##### 抜粋文 #####

ところで、車載機器の周囲に無線接続可能な無線通信機器が複数存在する場合、ユーザには、検索結果として複数の接続候補が表示される。このとき、ユーザは、表示された複数の接続候補の中から接続したい無線通信機器を選択する必要がある。しかし、各接続候補はSSID(Service Set Identifier)等で表示されており、接続したい無線通信機器のSSIDを予め調べてメモするなどしない限り、ユーザは、表示されている複数のSSIDの中から接続したい無線通信機器に対応するものを適切に選択することができない。
従って、表示されている各接続候補が、どの無線通信機器に対応しているのかが分かりやすい状態で、ユーザに表示できると望ましい。
【0003】
例えば特許文献1には、携帯電話が位置する座席を判別可能な車両監視装置が記載されている。各接続候補を、SSID等ではなく存在する位置で表示できれば、ユーザは、表示されている複数の接続候補の中から接続したい無線通信機器に対応した候補を選択しやすくなる。
【先行技術文献】
【特許文献】
【0004】
【特許文献1】特開2009―140445号公報
【発明の概要】
【発明が解決しようとする課題】
【0005】
しかし、特許文献1に記載の技術では、無線通信機器が位置する座席を判定するためには、複数の座席のそれぞれと1対1に対応させて設置されたアンテナを介して、携帯電話の電波を受信する必要がある。例えば、座席ごとのドア内部に、アンテナが設置されている必要がある。

##### 提示データ #####

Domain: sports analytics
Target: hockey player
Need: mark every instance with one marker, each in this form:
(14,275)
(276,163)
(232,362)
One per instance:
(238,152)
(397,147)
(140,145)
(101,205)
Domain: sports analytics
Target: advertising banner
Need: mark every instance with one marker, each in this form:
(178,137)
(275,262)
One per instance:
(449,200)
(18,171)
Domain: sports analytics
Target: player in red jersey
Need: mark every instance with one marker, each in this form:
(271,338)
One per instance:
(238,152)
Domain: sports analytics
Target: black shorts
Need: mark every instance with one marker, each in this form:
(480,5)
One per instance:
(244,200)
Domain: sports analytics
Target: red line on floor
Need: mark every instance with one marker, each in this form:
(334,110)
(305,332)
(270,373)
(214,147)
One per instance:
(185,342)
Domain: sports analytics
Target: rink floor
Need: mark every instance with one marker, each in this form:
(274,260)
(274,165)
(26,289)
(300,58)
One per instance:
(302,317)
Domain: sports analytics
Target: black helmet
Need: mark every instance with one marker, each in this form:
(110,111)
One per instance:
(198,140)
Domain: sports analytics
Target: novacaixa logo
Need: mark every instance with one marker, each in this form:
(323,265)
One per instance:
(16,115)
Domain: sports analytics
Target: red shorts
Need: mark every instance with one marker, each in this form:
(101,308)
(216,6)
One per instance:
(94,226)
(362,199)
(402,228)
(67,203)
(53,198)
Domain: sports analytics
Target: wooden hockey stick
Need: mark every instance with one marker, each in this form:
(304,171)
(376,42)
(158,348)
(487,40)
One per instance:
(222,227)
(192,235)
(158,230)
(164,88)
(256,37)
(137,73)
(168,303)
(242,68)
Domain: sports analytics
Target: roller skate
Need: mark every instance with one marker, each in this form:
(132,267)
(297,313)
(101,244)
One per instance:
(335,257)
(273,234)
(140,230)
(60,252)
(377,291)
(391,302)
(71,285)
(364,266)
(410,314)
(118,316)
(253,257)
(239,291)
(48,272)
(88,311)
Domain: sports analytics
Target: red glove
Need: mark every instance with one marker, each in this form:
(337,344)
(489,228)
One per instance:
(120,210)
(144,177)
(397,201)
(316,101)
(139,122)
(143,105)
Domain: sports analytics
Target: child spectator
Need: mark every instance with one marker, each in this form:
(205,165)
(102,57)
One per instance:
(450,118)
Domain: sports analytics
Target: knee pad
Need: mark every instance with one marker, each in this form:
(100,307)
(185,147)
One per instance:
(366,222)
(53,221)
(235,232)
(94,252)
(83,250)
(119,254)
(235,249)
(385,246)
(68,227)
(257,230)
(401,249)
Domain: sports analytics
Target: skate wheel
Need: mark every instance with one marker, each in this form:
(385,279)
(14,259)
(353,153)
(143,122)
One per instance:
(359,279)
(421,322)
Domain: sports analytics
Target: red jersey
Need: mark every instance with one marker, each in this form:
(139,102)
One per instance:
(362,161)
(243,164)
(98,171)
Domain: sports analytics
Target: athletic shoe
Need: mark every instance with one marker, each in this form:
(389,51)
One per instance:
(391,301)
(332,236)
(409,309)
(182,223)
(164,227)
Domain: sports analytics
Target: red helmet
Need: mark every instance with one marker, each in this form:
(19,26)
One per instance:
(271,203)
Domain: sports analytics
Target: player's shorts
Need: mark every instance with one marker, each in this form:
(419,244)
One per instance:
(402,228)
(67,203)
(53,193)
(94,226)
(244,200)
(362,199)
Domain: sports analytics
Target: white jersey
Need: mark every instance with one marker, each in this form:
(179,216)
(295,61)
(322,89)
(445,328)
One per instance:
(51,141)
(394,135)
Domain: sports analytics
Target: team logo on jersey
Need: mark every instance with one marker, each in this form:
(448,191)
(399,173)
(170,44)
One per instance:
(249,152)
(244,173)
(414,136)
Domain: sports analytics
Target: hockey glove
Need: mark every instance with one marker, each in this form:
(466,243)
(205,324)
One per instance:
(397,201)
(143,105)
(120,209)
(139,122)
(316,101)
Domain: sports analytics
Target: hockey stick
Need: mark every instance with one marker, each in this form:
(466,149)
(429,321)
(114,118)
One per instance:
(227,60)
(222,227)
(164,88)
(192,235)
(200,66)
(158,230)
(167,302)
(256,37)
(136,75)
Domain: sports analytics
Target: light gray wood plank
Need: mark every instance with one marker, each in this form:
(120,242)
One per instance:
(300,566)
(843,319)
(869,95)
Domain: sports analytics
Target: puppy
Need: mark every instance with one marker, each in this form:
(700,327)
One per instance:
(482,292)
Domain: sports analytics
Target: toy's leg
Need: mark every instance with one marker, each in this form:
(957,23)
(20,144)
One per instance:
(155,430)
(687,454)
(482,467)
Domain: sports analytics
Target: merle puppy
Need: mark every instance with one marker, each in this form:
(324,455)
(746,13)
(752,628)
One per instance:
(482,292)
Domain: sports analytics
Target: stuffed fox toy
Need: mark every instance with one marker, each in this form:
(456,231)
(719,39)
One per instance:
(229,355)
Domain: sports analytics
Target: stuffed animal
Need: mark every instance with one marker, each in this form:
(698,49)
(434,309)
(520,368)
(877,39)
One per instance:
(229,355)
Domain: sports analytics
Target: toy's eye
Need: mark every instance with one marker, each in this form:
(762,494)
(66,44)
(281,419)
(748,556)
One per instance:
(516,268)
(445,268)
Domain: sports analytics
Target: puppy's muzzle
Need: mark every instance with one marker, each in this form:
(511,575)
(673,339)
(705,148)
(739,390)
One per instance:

#####

§ **課題一覧**
• 1. 車載機器の無線接続についての抜粋文を読み、次の問いに答えてください。
(a) 各接続候補は何で表示されていると書かれていますか？
(b) 特許文献1にはどのような装置が記載されていますか？
(c) 特許文献1の技術では、アンテナが設置されている必要がある場所の例としてどこが挙げられていますか？
• 2. 車載機器の無線接続についての抜粋文を、最後の文の後から書き継いでください。
上のデータは解答に使いません。

§ **解答一覧**
• 1.
(a) SSID(Service Set Identifier)等
(b) 携帯電話が位置する座席を判別可能な車両監視装置
(c) 座席ごとのドア内部

• 2.
このため、判定したい座席の数だけアンテナが必要となる。また、ドア内部にアンテナを設置する場合は、設置コストが高くなることに加え、量販店で購入する後付けタイプの車載機器への適用が難しい。
【0006】
この発明は、上記のような課題を解決するためになされたもので、必ずしも座席と対応させて設置されたアンテナを用いなくとも、無線通信機器の位置を判定でき、ユーザが表示の中から無線接続したい無線通信機器を選択しやすくなる車載機器を得ることを目的とする。
【課題を解決するための手段】
【0007】
この発明に係る車載機器は、複数の座席及び座席と座席の間からなる複数の領域に区割りされた車室内で、複数のアンテナそれぞれで受信した車室内に存在する無線接続可能な無線通信機器の電波の強度と電波の強度を用いて無線通信機器の位置を判定するための強度用閾値との比較結果、及び複数のアンテナ間での電波の強度の差分と差分を用いて無線通信機器の位置を判定するための差分用閾値との比較結果に基づいて、無線通信機器が存在する複数の領域の中での位置を判定する位置判定部と、位置判定部の判定結果を用いて無線通信機器が存在する複数の領域の中での位置を示す画像信号を出力する表示制御部とを備えることを特徴とするものである。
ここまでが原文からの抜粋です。